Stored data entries
===

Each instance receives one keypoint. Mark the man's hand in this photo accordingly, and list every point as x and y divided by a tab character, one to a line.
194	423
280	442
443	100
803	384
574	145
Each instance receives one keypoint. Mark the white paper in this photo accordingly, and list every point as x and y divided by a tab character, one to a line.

===

**SHORT EXERCISE**
Count how many lines in the entries above contain the string "instance". Case counts. Reply with the number only.

**PROBLEM SOLUTION**
2